Data items ▸
■ ■ ■ ■

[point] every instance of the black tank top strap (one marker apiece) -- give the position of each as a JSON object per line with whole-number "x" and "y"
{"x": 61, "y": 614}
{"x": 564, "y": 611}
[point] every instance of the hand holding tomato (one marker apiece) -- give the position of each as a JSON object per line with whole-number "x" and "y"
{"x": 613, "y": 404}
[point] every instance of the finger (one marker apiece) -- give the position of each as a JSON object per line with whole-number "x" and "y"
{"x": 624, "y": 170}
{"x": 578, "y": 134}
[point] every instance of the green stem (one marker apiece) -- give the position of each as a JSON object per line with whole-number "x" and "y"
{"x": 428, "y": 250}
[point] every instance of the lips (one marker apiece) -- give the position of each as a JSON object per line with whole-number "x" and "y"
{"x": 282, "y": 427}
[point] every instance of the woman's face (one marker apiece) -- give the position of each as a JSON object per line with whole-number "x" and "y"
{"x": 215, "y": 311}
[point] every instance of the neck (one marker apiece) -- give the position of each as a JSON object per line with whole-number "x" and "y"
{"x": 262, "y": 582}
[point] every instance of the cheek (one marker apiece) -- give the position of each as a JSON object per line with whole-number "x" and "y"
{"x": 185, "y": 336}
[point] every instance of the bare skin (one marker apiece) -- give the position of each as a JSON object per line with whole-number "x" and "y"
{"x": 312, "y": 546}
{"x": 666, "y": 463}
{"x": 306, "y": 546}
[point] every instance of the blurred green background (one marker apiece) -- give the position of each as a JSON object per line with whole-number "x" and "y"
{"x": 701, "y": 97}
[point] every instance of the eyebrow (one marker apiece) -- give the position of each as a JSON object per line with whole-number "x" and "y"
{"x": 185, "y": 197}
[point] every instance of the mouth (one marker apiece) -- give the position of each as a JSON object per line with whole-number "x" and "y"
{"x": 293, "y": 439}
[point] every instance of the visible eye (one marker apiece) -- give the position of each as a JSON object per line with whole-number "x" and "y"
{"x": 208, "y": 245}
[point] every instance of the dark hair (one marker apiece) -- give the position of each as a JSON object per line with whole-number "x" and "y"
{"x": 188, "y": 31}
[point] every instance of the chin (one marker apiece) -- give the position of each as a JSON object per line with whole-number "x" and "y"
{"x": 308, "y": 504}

■ ■ ■ ■

Problem ▸ Exactly and only the lines from the one containing "[point] every instance of the green" through the end of the material are to be reproduced, both ends included.

Solution to this task ▸
[point] every instance of the green stem (one marker apiece) -- give the position of each as a JSON object per line with whole-number "x" and "y"
{"x": 428, "y": 250}
[point] every instance of the lips (one marker apiece) -- give the position of each as a JSON object per line with whole-number "x" and "y"
{"x": 282, "y": 427}
[point] every instance of the woman's face (one marker apiece) -- give the position of each as a JSON object per line with whole-number "x" and "y"
{"x": 215, "y": 311}
[point] every instance of the neck (one marker apiece) -- give the position of each as a JSON object per line with whole-number "x" and "y"
{"x": 262, "y": 582}
[point] every instance of the cheek (one marker apiece) -- give the position of each as a JSON object per line with whole-number "x" and "y"
{"x": 185, "y": 336}
[point] every instance of the bare skin (one marker apiece) -- give the position of each as a JSON object per line with whole-number "x" and "y"
{"x": 312, "y": 546}
{"x": 666, "y": 463}
{"x": 306, "y": 546}
[point] every instance of the blurred green background (one marker apiece) -- give the position of each as a JSON object per line with whole-number "x" and "y"
{"x": 701, "y": 97}
[point] every instance of the eyebrow (one marker apiece) -- give the position of each as a JSON object per line with whole-number "x" and "y"
{"x": 185, "y": 197}
[point] every instance of the mouth (one marker apiece) -- give the position of each as a JSON object per line with whole-number "x" and "y"
{"x": 293, "y": 439}
[point] every instance of the visible eye (one marker apiece) -- give the position of each as a JSON object per line with whole-number "x" and "y"
{"x": 208, "y": 245}
[point] every instance of the dark hair (one marker apiece) -- give the position of each as a JSON object per line with whole-number "x" and "y"
{"x": 188, "y": 31}
[point] every instance of the chin (one marker apiece) -- give the position of each as a JSON object per line with whole-number "x" and "y"
{"x": 308, "y": 504}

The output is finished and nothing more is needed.